::: Data to process
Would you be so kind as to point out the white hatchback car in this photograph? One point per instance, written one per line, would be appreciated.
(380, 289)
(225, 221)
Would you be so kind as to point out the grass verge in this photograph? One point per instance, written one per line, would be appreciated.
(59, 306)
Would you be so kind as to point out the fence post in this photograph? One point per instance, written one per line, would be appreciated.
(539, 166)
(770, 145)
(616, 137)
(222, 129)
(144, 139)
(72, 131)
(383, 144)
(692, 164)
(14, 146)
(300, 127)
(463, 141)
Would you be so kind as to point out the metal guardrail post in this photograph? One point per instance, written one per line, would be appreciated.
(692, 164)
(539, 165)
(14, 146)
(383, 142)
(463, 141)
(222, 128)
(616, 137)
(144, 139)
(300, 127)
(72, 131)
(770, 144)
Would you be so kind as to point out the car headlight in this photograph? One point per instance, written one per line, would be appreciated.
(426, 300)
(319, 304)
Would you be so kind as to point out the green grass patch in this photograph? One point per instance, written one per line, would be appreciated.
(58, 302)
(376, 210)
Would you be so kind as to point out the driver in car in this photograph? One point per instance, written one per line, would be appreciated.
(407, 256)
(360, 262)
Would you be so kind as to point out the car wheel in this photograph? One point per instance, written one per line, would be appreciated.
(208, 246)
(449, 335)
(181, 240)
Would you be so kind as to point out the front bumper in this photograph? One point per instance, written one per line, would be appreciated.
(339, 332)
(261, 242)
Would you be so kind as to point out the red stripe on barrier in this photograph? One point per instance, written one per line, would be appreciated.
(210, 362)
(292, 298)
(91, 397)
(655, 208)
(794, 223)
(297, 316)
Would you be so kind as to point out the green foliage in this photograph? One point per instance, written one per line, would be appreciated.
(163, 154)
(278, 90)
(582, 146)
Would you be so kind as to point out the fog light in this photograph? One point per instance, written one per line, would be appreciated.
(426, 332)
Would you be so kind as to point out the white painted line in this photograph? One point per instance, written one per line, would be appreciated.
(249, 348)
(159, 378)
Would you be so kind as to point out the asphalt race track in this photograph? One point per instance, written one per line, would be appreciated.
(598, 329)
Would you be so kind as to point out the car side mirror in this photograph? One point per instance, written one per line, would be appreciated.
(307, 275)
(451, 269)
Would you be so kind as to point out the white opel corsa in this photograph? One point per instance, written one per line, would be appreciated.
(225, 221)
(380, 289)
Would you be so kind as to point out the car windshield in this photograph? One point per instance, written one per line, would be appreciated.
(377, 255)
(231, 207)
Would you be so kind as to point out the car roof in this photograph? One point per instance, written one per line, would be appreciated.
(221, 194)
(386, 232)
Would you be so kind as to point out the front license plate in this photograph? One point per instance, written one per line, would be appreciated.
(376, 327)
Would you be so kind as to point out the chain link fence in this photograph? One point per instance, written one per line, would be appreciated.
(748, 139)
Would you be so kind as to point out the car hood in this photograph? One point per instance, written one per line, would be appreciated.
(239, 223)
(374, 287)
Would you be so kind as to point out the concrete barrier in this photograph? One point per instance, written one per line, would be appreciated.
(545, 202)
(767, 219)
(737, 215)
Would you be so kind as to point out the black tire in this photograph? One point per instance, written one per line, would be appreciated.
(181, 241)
::::::
::: Data to process
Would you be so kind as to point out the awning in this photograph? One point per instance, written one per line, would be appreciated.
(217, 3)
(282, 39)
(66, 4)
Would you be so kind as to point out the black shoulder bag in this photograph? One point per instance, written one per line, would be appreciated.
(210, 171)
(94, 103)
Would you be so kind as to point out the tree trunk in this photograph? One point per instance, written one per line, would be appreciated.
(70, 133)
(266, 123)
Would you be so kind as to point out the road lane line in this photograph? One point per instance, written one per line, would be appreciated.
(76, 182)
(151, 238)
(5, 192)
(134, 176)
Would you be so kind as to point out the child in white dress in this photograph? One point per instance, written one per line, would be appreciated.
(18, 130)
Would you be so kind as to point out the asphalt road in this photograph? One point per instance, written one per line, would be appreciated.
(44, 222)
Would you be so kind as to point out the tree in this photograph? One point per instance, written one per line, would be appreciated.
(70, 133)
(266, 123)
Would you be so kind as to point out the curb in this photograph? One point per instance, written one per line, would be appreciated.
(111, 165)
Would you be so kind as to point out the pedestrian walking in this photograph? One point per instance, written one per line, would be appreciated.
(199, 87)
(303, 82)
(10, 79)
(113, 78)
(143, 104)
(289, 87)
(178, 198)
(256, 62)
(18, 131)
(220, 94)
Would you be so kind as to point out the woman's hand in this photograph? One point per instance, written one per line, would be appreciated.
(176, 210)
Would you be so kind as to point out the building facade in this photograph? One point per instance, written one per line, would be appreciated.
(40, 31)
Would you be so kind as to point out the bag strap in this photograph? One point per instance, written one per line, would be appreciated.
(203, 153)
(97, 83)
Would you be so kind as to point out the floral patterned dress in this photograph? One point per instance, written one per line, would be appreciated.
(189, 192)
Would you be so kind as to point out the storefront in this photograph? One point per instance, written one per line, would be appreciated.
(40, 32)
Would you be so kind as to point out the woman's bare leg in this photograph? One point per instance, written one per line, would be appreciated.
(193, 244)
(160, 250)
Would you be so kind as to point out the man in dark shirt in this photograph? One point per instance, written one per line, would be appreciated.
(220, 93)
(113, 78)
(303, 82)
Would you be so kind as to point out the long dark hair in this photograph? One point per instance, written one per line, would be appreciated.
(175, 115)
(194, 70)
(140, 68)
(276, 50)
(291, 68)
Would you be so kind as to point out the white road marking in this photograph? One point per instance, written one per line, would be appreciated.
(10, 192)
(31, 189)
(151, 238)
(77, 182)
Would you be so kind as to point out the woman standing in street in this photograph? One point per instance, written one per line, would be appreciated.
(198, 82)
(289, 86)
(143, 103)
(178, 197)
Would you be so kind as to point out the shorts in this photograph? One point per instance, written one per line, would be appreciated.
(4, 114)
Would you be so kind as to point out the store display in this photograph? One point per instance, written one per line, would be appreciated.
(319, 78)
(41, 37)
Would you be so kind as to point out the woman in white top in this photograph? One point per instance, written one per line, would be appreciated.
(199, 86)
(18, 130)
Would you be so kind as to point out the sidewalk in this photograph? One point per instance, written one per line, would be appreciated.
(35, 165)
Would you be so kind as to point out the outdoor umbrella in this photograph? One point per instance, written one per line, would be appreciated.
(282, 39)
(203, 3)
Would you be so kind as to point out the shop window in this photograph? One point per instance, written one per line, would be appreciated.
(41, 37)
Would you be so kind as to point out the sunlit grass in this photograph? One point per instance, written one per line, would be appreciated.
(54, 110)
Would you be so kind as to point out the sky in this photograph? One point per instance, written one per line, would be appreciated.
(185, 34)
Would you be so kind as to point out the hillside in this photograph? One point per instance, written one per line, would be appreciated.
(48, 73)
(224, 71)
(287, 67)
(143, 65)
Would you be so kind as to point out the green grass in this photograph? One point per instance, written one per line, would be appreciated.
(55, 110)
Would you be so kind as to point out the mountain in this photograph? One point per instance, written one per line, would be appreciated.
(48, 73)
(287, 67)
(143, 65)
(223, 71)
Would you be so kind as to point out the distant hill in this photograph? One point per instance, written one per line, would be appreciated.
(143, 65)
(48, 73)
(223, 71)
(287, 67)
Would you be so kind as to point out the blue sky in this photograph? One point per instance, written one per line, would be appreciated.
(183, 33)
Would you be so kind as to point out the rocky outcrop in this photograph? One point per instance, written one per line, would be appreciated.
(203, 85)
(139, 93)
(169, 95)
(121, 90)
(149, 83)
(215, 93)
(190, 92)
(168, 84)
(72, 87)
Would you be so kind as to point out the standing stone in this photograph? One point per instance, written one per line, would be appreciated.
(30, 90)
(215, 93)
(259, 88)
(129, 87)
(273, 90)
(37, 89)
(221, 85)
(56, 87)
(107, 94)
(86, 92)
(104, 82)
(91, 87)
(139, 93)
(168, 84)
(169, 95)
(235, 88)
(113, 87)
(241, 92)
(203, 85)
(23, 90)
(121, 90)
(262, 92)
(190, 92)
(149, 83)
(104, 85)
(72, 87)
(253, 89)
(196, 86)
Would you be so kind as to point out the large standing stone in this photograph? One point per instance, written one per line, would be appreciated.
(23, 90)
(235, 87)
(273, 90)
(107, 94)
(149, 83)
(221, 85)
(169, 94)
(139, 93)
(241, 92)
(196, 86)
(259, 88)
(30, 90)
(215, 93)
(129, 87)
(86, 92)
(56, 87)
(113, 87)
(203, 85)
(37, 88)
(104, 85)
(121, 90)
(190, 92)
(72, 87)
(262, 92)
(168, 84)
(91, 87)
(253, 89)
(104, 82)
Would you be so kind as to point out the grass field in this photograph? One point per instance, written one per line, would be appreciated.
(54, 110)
::::::
::: Data to process
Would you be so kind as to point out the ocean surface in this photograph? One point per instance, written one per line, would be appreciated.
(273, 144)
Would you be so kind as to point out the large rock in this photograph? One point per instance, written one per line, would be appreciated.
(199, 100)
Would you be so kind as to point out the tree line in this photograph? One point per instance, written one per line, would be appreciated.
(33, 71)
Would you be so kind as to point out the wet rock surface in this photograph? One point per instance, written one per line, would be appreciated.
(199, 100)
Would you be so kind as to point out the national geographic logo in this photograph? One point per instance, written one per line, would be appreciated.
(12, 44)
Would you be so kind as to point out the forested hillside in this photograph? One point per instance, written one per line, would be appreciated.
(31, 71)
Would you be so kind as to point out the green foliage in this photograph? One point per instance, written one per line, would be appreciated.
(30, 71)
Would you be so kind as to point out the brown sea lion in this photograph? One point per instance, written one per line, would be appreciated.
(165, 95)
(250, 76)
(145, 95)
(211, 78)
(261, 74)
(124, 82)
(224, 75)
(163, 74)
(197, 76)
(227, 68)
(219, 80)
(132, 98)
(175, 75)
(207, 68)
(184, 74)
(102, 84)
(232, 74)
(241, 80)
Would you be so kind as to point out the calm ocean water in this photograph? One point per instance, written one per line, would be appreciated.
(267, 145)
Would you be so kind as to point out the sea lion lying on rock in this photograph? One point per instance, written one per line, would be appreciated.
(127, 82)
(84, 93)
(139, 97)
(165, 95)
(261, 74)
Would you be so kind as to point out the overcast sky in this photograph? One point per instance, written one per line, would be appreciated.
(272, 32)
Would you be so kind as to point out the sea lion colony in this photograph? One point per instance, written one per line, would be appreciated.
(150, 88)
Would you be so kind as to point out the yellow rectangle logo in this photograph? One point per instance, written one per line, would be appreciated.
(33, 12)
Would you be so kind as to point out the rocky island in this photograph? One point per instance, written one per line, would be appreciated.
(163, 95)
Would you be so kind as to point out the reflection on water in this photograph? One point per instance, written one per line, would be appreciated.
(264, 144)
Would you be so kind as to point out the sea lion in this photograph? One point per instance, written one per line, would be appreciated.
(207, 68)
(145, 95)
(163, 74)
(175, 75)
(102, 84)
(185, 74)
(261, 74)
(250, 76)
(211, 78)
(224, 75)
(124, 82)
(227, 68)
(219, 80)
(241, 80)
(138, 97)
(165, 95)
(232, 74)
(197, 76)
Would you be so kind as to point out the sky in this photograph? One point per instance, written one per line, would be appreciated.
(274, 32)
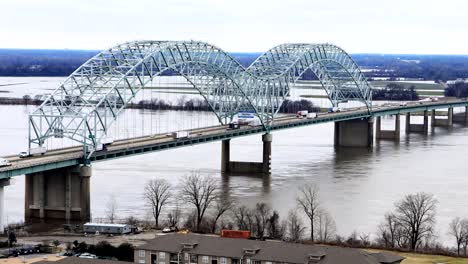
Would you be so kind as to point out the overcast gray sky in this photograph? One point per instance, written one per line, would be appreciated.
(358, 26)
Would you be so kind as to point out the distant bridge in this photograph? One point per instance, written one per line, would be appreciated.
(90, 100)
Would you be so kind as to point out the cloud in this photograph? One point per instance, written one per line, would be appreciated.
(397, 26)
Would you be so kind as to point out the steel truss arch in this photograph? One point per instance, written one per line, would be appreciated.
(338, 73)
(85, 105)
::::::
Given exercise | List every line in the entries above that contains the word "green", treating uppercase and lowercase letters as distinct.

Reply to the task |
Would you be so kind as to point out the green grass patch in this photograph? One point per instance, written one per line, would be appreciated.
Would you be so kind as to point out the green foliage in this photograph? One point per instance, written one per line, would be appreciated.
Would you be so kind as to point out the green grass in this photograph? One point per instance, written one per line, would be appreciated.
Would you be so kind as to point out the green foliage in this photograph? One point per instance, written one per line, would be appreciated.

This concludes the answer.